§ GIVEN REQUEST: Rewrite the listing below, replacing "outlines" with "polygons" wherever it occurs and leaving every other line unchanged.

§ DATA PROVIDED:
** Begin **
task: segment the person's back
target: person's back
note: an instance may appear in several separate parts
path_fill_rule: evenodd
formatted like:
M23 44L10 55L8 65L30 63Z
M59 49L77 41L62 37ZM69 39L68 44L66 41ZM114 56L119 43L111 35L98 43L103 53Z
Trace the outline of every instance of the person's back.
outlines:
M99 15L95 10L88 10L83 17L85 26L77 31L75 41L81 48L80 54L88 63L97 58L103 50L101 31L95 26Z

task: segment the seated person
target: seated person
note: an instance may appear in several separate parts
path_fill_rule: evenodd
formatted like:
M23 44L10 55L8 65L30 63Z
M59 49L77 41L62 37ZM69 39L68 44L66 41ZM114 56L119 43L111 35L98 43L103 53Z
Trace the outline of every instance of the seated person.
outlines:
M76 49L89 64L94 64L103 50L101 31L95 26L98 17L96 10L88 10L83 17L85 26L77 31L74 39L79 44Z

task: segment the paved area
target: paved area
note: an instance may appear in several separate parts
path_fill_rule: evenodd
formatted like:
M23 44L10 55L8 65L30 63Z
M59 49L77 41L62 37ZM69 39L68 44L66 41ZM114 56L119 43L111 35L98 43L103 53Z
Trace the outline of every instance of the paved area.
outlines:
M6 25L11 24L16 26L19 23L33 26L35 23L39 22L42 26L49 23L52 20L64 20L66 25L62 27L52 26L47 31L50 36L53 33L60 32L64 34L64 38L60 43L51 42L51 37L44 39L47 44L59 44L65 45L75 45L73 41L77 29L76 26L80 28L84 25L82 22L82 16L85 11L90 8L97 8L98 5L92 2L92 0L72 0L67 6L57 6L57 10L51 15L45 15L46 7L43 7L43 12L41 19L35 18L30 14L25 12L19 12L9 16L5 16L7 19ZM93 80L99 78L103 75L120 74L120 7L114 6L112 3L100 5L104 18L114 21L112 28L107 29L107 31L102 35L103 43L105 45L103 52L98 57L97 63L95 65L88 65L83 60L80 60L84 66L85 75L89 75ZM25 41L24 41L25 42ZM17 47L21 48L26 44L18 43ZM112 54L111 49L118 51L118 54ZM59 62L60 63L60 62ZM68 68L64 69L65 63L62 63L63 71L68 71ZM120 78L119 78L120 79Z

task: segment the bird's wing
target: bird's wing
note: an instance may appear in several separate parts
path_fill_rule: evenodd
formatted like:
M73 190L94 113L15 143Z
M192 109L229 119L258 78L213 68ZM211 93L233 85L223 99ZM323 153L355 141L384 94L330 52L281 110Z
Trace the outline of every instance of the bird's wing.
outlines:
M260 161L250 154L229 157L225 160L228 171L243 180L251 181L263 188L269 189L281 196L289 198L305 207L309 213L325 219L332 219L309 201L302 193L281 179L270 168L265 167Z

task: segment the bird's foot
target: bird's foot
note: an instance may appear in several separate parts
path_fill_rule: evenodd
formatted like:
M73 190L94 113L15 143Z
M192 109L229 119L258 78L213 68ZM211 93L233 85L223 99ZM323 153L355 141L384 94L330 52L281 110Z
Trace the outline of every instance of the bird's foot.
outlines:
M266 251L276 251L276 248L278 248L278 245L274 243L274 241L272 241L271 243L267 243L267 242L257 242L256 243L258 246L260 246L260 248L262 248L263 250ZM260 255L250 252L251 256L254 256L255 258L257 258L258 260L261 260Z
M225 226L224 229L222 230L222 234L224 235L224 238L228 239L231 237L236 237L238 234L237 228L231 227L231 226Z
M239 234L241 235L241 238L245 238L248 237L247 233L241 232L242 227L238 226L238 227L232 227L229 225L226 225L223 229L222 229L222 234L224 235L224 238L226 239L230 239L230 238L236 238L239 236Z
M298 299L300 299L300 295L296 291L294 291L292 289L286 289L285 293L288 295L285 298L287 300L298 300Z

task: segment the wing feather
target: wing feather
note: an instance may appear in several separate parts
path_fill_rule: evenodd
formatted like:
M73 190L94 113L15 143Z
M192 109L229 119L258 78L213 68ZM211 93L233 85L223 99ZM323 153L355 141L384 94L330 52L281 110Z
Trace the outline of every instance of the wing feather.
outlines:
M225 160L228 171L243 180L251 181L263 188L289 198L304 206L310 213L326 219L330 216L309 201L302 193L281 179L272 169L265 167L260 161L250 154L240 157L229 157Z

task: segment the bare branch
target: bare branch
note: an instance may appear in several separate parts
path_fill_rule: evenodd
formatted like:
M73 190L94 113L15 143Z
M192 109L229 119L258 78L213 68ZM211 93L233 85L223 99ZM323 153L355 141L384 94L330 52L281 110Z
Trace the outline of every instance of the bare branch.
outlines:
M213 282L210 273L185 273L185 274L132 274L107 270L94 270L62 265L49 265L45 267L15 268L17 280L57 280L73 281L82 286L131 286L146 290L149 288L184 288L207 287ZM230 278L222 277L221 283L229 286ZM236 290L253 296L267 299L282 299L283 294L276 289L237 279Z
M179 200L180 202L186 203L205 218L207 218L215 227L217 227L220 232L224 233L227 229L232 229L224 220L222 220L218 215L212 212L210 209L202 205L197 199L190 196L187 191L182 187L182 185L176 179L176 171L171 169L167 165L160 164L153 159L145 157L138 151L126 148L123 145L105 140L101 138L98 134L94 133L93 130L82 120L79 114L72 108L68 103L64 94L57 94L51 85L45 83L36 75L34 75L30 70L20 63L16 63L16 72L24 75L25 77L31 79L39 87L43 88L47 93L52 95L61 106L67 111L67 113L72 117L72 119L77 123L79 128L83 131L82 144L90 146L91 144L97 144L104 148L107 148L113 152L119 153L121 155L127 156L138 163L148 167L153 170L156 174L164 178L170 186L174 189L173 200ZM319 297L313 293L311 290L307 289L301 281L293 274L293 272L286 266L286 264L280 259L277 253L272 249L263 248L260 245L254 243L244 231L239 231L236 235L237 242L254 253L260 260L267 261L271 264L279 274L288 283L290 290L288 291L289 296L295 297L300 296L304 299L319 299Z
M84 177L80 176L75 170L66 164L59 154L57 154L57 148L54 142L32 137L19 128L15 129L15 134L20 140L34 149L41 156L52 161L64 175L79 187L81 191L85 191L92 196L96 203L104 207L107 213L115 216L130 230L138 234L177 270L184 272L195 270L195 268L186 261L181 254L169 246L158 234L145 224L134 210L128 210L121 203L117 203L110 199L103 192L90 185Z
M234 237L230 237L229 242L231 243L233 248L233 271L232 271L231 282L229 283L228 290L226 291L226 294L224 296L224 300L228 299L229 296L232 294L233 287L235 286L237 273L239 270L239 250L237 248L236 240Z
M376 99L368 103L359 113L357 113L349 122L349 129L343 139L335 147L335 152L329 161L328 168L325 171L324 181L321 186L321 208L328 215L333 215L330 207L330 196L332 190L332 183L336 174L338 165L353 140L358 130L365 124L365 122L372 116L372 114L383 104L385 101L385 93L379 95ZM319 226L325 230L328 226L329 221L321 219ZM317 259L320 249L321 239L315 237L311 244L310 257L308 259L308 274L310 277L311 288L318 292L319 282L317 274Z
** End **
§ THE RESPONSE:
task: segment the person's back
target: person's back
note: an instance may appear in several separate parts
path_fill_rule: evenodd
formatted like:
M23 44L10 55L8 65L30 63Z
M59 49L77 41L62 37ZM69 39L68 44L66 41ZM114 56L119 43L111 35L98 43L103 53Z
Trace the outline of every instance of the person's back.
polygons:
M99 15L95 10L88 10L83 17L85 26L77 31L75 41L81 48L80 54L88 63L97 58L103 50L101 31L95 26Z

task: segment the seated person
target: seated person
note: an instance may appear in several separate parts
path_fill_rule: evenodd
formatted like:
M23 44L10 55L8 65L30 63Z
M59 49L77 41L62 37ZM69 39L68 44L66 41ZM114 56L119 43L111 35L98 43L103 53Z
Trace the outline of every instance of the seated person.
polygons:
M76 49L89 64L94 64L103 50L101 31L95 26L98 17L96 10L88 10L83 17L85 26L77 31L74 39L79 44Z

task: segment the paved area
target: paved area
note: an instance may appear in several separate parts
path_fill_rule: evenodd
formatted like:
M23 44L10 55L8 65L30 63Z
M59 49L77 41L62 37ZM69 39L68 44L66 41ZM114 56L119 43L111 35L98 43L103 53Z
Trace the outline of every instance of the paved area.
polygons:
M6 25L11 24L16 26L19 23L33 26L35 23L39 22L42 26L49 23L52 20L64 20L66 25L62 27L52 26L47 31L50 36L53 33L60 32L64 34L64 38L60 43L51 42L51 37L44 39L47 44L59 44L65 45L75 45L73 41L77 29L76 26L80 28L84 25L82 22L82 16L85 11L90 8L97 8L98 5L92 2L92 0L72 0L67 6L57 6L57 10L51 15L45 15L46 7L43 7L43 12L41 19L35 18L30 14L25 12L19 12L9 16L5 16L7 19ZM93 80L99 78L103 75L120 74L120 7L114 6L112 3L100 5L104 18L114 21L112 28L107 29L107 31L102 35L103 43L105 45L103 52L98 57L97 63L95 65L88 65L83 60L80 60L84 66L85 75L89 75ZM25 41L24 41L25 42ZM17 47L21 48L26 44L18 43ZM112 54L111 49L118 51L118 54ZM59 62L60 63L60 62ZM68 68L64 69L65 63L62 63L63 71L68 71ZM120 78L119 78L120 79Z

task: segment the bird's wing
target: bird's wing
note: an instance may appear in several separate parts
path_fill_rule: evenodd
formatted like:
M73 190L94 113L15 143Z
M192 109L229 119L258 78L213 68ZM211 93L233 85L223 99ZM323 153L355 141L384 94L330 52L281 110Z
Trace the outline of every instance of the bird's wing.
polygons:
M260 161L250 154L229 157L225 160L228 171L243 180L251 181L263 188L269 189L281 196L289 198L305 207L309 213L325 219L332 219L309 201L302 193L281 179L270 168L265 167Z

task: segment the bird's foot
target: bird's foot
note: an instance may appear in several separate parts
path_fill_rule: evenodd
formatted like:
M73 190L94 113L15 143Z
M192 109L229 119L258 78L213 68ZM211 93L233 85L223 99ZM323 153L355 141L384 94L330 52L281 110Z
Trace the outline of every instance of the bird's foot.
polygons:
M266 251L276 251L276 248L278 248L278 245L274 243L274 241L272 241L271 243L267 243L267 242L257 242L256 243L258 246L260 246L260 248L262 248L263 250ZM260 255L250 252L251 256L254 256L255 258L257 258L258 260L261 260Z
M225 226L224 229L222 230L222 234L224 235L224 238L228 239L231 237L236 237L238 234L237 228L231 227L231 226Z
M239 234L241 235L241 238L245 238L248 237L247 233L241 232L242 227L238 226L238 227L232 227L229 225L226 225L223 229L222 229L222 234L224 235L224 238L226 239L230 239L230 238L236 238L239 236Z
M298 299L300 299L300 295L296 291L294 291L292 289L286 289L285 293L288 295L285 298L287 300L298 300Z

task: segment the wing feather
target: wing feather
note: an instance may appear in several separate parts
path_fill_rule: evenodd
formatted like:
M73 190L94 113L15 143Z
M192 109L229 119L258 78L213 68ZM211 93L233 85L223 99ZM323 153L355 141L384 94L330 52L281 110Z
Trace the outline of every instance of the wing feather.
polygons:
M225 160L228 171L243 180L251 181L263 188L289 198L304 206L310 213L326 219L330 216L309 201L302 193L281 179L272 169L265 167L260 161L250 154L240 157L229 157Z

task: segment the bare branch
target: bare branch
note: an instance may appear in several separate parts
path_fill_rule: evenodd
formatted like:
M73 190L94 113L15 143Z
M192 109L229 119L258 78L213 68ZM211 93L233 85L223 99ZM323 153L355 141L384 94L330 52L281 110Z
Trace the outline of every instance of the bare branch.
polygons:
M213 282L210 273L185 273L185 274L132 274L107 270L94 270L62 265L49 265L45 267L15 268L17 280L57 280L73 281L82 286L131 286L146 290L149 288L184 288L207 287ZM230 278L222 277L221 283L229 286ZM236 290L253 296L267 299L282 299L283 294L276 289L237 279Z
M179 200L180 202L186 203L205 218L207 218L215 227L217 227L220 232L224 233L227 229L232 229L224 220L222 220L218 215L212 212L210 209L202 205L197 199L190 196L187 191L182 187L182 185L176 179L176 171L171 169L167 165L160 164L153 159L145 157L138 151L126 148L123 145L105 140L101 138L98 134L94 133L93 130L82 120L79 114L72 108L68 103L64 94L57 94L51 85L45 83L36 75L34 75L30 70L20 63L16 63L16 72L24 75L25 77L31 79L39 87L43 88L47 93L52 95L61 106L67 111L67 113L72 117L72 119L77 123L79 128L83 131L82 144L90 146L91 144L97 144L104 148L107 148L113 152L119 153L121 155L127 156L138 163L148 167L153 170L156 174L164 178L170 186L174 189L173 200ZM319 297L313 293L311 290L307 289L301 281L293 274L293 272L286 266L286 264L280 259L277 253L272 249L263 248L260 245L254 243L244 231L239 231L236 235L237 242L254 253L260 260L267 261L271 264L279 274L288 283L290 290L288 291L289 296L295 297L300 296L304 299L319 299Z
M84 177L80 176L75 170L66 164L59 154L57 154L57 148L54 142L32 137L19 128L15 129L15 134L20 140L34 149L41 156L52 161L64 175L79 187L81 191L85 191L92 196L96 203L104 207L107 213L115 216L130 230L138 234L177 270L184 272L195 270L195 268L186 261L181 254L169 246L158 234L145 224L134 210L128 210L121 203L117 203L110 199L103 192L90 185Z
M234 237L230 237L229 242L231 243L233 248L233 271L232 271L231 282L229 283L228 290L226 291L226 294L224 296L224 300L228 299L229 296L232 294L233 287L235 286L237 273L239 270L239 250L237 248L236 240Z
M376 99L368 103L359 113L357 113L349 122L349 129L343 139L335 147L335 152L329 161L328 168L325 171L324 181L321 186L321 208L328 215L333 215L330 207L330 196L332 190L332 183L336 174L338 165L353 140L358 130L365 124L365 122L372 116L372 114L383 104L385 101L385 93L379 95ZM319 226L325 230L328 226L329 221L321 219ZM317 259L320 249L321 239L315 237L311 244L310 257L308 259L308 274L310 277L311 288L318 292L319 282L317 274Z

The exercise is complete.